● Document passage
Andrea Fortunato

Personal information
- Date of birth: 26 July 1971
- Place of birth: Salerno, Italy
- Date of death: 25 April 1995 (aged 23)
- Place of death: Perugia, Italy
- Height: 1.78 m (5 ft 10 in)
- Position: Left-back

Youth career
- Como

Senior career*
- Years: Team / Apps / (Gls)
- 1989–1991: Como / 43 / (0)
- 1991: Genoa / 0 / (0)
- 1991–1992: → Pisa (loan) / 25 / (0)
- 1992–1993: Genoa / 33 / (3)
- 1993–1995: Juventus / 27 / (1)

International career
- 1993: Italy / 1 / (0)

= Andrea Fortunato =

Italian footballer (1971–1995)

Andrea Fortunato (/it/; 26 July 1971 – 25 April 1995) was an Italian footballer who played as a left-back. Fortunato was one of Italy's most promising prospects in the late 1980s and early 1990s, and he enjoyed a successful but short spell in Italian football, before contracting leukaemia; he died in April 1995. Throughout his club career, he played for Como, Pisa, Genoa, and Juventus, while at international level he represented the Italy national team on one occasion in 1993.

● Data records
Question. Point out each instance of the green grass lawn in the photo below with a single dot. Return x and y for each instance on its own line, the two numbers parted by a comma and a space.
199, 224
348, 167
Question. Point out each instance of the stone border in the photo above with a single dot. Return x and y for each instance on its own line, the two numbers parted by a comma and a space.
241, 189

* * *

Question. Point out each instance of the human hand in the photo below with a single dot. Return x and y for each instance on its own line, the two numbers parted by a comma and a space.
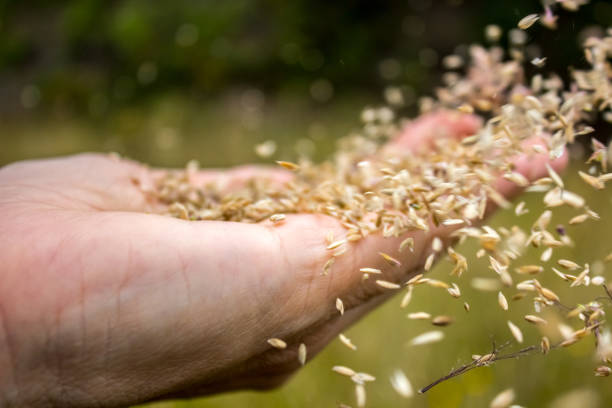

==

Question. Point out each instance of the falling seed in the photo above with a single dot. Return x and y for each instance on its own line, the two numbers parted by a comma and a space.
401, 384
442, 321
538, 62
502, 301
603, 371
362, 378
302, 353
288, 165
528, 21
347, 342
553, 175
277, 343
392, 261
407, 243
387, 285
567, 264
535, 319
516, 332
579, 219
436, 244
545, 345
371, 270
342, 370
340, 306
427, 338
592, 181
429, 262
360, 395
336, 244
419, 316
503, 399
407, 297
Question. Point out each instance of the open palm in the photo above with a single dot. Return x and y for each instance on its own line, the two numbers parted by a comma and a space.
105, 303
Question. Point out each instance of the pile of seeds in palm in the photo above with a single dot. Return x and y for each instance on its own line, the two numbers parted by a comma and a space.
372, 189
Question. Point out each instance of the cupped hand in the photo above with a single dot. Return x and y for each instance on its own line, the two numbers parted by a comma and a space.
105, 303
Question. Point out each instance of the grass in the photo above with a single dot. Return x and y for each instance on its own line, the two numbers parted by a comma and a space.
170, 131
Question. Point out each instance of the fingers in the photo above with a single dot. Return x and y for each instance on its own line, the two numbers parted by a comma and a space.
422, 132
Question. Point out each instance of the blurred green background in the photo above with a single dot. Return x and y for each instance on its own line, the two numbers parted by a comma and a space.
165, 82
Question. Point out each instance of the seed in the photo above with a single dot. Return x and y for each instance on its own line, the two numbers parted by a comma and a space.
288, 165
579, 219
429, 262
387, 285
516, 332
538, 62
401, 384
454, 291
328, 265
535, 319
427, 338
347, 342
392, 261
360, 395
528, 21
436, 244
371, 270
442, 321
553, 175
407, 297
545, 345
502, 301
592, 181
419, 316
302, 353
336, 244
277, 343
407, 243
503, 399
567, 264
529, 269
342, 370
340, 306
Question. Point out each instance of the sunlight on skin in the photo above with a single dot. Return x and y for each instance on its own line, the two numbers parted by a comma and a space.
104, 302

● Action item
Reproduce the text on Andrea Fortunato in full, word for word. Set the data aside and rely only on the text on Andrea Fortunato.

● Output for this exercise
Andrea Fortunato

Personal information
- Date of birth: 26 July 1971
- Place of birth: Salerno, Italy
- Date of death: 25 April 1995 (aged 23)
- Place of death: Perugia, Italy
- Height: 1.78 m (5 ft 10 in)
- Position: Left-back

Youth career
- Como

Senior career*
- Years: Team / Apps / (Gls)
- 1989–1991: Como / 43 / (0)
- 1991: Genoa / 0 / (0)
- 1991–1992: → Pisa (loan) / 25 / (0)
- 1992–1993: Genoa / 33 / (3)
- 1993–1995: Juventus / 27 / (1)

International career
- 1993: Italy / 1 / (0)

= Andrea Fortunato =

Italian footballer (1971–1995)

Andrea Fortunato (/it/; 26 July 1971 – 25 April 1995) was an Italian footballer who played as a left-back. Fortunato was one of Italy's most promising prospects in the late 1980s and early 1990s, and he enjoyed a successful but short spell in Italian football, before contracting leukaemia; he died in April 1995. Throughout his club career, he played for Como, Pisa, Genoa, and Juventus, while at international level he represented the Italy national team on one occasion in 1993.